◆ **Exercise description**
The lines to extract start at the one containing "of the rocky" and end with the last line; give them exactly and nothing more.

◆ **The records**
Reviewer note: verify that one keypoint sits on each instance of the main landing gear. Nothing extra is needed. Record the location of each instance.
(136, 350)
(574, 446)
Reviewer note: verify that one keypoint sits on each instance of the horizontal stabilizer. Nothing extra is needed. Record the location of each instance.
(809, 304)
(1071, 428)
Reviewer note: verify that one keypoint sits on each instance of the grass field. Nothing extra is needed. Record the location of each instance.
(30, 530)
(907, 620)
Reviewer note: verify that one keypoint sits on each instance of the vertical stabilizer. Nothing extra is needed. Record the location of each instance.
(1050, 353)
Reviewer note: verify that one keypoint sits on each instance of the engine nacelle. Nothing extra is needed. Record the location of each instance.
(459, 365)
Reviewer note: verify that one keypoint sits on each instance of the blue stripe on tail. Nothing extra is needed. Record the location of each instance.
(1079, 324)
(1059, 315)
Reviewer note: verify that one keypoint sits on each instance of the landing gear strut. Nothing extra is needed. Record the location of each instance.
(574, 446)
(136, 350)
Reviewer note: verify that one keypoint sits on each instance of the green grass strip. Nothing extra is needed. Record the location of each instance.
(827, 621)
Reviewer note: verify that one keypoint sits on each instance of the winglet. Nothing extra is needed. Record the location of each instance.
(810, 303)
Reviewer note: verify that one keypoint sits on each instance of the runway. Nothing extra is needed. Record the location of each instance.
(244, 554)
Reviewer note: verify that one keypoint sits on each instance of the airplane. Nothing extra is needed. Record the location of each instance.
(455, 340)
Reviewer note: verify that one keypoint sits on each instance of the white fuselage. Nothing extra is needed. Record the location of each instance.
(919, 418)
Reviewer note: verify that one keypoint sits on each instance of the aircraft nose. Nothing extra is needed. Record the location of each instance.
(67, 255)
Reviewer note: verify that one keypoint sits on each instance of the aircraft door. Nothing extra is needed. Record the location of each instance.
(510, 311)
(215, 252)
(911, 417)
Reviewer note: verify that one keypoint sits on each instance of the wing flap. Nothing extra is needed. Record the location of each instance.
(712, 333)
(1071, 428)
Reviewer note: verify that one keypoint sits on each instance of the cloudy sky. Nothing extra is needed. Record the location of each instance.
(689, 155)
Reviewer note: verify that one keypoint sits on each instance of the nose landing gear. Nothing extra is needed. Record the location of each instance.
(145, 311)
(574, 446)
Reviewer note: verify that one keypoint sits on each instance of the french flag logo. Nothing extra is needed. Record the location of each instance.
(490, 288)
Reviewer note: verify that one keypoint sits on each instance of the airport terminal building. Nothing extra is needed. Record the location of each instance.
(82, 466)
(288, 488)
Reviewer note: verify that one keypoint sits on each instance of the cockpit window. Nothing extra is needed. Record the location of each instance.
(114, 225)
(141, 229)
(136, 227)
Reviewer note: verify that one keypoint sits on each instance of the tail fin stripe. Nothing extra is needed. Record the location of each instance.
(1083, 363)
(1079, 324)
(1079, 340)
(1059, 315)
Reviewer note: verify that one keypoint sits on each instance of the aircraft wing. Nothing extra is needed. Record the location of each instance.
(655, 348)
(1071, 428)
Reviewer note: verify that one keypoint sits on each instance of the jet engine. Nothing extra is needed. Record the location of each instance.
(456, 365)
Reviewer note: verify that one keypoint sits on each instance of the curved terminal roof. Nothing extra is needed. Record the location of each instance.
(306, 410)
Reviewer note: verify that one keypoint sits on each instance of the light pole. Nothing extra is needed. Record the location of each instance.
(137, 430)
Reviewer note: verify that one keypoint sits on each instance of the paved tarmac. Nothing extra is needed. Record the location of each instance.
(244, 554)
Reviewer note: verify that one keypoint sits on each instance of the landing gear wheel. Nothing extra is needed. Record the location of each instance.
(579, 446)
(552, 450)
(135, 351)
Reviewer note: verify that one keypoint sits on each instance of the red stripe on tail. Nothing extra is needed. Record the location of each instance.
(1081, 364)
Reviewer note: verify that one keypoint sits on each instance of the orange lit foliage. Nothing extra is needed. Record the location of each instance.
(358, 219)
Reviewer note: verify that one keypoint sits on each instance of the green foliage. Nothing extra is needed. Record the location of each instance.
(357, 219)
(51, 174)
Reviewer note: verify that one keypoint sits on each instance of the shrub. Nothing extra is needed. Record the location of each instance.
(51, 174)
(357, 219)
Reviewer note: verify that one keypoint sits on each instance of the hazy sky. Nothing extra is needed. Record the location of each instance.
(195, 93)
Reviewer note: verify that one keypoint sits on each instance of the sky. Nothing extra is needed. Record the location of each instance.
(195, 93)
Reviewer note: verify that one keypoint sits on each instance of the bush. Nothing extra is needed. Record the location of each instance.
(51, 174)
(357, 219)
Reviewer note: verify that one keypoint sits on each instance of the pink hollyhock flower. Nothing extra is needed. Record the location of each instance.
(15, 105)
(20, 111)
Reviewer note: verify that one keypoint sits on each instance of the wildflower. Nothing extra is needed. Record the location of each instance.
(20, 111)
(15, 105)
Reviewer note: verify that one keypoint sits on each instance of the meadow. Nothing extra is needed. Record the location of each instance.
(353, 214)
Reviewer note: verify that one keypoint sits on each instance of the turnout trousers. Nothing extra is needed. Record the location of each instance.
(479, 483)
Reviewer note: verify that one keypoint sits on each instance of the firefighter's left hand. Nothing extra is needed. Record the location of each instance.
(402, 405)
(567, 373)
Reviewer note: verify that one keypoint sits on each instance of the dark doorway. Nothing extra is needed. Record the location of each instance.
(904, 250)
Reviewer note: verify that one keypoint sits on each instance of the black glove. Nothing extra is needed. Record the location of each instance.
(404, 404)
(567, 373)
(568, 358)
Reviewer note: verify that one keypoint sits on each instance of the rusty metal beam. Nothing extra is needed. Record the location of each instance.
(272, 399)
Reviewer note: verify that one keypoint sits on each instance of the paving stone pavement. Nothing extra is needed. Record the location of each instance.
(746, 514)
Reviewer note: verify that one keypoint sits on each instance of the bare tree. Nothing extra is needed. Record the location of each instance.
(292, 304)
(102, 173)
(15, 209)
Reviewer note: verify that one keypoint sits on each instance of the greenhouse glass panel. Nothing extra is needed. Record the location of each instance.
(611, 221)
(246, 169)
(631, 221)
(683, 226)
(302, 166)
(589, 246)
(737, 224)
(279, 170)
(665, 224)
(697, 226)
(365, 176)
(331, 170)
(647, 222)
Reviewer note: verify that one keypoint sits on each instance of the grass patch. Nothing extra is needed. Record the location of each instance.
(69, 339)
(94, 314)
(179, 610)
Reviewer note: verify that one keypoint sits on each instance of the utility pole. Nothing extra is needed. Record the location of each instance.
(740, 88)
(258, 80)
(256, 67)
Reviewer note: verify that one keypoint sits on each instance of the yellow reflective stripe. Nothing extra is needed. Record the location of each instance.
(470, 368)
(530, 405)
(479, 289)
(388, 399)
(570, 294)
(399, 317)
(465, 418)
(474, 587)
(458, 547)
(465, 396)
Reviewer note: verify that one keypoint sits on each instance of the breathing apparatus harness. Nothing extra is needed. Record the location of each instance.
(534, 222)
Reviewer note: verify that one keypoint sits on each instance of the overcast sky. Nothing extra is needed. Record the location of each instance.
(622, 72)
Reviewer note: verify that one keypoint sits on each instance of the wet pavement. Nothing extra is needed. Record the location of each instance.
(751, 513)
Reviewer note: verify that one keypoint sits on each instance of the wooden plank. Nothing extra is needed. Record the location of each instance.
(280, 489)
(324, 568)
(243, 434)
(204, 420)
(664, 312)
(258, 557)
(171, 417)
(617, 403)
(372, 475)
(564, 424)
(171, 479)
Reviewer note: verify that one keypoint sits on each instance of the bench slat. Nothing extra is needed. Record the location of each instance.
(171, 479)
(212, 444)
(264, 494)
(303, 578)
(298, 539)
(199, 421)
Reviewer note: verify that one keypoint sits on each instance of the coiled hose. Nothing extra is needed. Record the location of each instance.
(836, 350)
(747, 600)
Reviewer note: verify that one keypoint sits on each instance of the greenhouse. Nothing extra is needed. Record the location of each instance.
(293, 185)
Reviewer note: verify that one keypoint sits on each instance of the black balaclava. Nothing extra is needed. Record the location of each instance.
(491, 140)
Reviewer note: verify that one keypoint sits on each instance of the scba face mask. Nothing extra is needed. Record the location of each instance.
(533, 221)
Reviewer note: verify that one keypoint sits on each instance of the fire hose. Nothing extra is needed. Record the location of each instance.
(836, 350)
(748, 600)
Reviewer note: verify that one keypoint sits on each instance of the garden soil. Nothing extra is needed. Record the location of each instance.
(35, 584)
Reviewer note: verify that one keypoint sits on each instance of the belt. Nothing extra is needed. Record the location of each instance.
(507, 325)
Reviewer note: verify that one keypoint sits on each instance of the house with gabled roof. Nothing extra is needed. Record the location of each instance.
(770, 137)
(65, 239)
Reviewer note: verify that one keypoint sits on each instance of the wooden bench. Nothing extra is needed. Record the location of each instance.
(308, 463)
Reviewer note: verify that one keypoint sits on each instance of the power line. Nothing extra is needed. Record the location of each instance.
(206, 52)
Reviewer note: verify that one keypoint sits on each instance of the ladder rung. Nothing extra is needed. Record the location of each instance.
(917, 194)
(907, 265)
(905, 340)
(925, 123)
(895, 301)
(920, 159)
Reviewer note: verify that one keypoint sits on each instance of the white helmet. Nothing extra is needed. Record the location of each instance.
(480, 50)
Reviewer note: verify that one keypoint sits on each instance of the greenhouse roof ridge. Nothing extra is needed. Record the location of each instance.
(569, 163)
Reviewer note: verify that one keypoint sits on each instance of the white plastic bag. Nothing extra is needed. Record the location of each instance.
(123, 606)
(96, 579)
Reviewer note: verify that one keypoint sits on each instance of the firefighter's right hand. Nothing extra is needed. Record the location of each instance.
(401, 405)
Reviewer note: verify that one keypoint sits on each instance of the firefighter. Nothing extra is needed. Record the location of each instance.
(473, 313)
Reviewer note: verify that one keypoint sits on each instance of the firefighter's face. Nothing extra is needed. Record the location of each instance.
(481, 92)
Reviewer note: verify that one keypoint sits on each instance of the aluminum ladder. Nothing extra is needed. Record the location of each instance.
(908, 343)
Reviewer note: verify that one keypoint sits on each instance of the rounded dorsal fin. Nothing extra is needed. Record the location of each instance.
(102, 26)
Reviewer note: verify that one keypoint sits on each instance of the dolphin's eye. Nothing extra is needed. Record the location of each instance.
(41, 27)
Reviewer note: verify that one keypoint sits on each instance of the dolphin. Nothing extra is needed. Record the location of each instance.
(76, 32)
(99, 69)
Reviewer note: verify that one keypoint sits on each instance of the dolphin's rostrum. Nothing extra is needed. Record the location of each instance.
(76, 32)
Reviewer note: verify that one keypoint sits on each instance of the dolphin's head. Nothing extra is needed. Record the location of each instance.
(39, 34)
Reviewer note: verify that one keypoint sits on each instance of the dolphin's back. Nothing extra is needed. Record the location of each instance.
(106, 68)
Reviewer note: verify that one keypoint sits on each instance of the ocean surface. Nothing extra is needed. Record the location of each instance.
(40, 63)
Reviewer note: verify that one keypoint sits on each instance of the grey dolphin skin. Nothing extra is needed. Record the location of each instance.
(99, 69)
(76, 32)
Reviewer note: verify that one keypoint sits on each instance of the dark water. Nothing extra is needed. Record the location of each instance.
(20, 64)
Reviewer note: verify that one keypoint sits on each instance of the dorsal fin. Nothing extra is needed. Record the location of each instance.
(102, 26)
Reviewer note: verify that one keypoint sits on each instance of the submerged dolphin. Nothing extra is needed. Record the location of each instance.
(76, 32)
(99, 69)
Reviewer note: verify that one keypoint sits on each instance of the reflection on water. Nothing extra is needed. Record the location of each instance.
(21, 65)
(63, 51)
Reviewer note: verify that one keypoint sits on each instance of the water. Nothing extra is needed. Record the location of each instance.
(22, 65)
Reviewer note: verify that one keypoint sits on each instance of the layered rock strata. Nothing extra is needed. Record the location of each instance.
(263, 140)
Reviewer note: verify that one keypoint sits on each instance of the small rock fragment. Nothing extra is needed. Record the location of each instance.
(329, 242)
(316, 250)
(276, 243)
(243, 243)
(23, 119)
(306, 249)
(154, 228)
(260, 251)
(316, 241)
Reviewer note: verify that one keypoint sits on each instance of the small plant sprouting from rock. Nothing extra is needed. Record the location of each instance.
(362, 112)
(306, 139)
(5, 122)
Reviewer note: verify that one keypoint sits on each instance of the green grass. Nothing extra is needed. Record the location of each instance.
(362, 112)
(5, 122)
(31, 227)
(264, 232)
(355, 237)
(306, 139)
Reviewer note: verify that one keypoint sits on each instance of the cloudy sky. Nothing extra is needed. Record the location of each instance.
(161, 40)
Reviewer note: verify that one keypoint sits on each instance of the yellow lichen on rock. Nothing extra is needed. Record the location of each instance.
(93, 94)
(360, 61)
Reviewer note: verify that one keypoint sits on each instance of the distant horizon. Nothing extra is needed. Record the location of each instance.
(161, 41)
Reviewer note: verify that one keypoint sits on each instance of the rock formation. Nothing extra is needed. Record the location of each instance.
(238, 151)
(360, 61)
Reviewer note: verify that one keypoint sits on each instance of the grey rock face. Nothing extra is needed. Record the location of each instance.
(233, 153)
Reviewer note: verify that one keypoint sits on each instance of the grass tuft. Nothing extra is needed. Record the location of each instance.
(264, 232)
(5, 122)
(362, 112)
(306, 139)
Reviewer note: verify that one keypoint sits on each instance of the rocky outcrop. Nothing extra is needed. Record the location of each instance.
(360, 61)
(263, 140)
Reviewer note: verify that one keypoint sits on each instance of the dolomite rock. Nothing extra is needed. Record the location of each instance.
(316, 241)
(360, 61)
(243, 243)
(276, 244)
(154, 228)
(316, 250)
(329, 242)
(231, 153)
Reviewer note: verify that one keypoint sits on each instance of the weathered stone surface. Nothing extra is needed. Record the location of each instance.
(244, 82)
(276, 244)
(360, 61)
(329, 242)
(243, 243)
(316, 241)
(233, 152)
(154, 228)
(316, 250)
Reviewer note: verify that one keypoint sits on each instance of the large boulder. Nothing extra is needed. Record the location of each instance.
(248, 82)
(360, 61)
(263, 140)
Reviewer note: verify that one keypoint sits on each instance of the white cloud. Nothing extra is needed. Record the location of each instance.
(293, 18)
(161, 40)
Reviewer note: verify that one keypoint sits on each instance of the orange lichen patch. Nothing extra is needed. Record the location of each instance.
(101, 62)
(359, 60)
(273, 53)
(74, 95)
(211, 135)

◆ **Answer below**
Reviewer note: verify that one keypoint sits on each instance of the rocky outcrop. Nothing extra is needed. Record the location of each instance.
(360, 61)
(263, 140)
Reviewer note: verify that one keypoint sits on each instance of the dolomite rock. Nothing extra is needed. Record the location of each instance.
(316, 241)
(360, 61)
(243, 243)
(276, 244)
(154, 228)
(316, 250)
(329, 242)
(231, 153)
Reviewer note: verify that one keypoint sits on each instance of the weathered stone surface. Nothing extra is needed. Record the location of each instance.
(244, 82)
(276, 244)
(360, 61)
(329, 242)
(243, 243)
(316, 241)
(233, 152)
(154, 228)
(316, 250)
Reviewer note: verify that one keypoint sits on each instance of the large boulder. Nothing extra is needed. Record the location of each instance.
(248, 82)
(360, 61)
(263, 140)
Reviewer note: verify that one keypoint sits on each instance of the white cloud. Nothing extra is needed. Record the location of each instance.
(293, 18)
(161, 40)
Reviewer note: verify that one keypoint sits on each instance of the orange lichen patch. Nothing extra is needed. Record the location of each instance.
(101, 62)
(359, 60)
(273, 53)
(74, 95)
(211, 135)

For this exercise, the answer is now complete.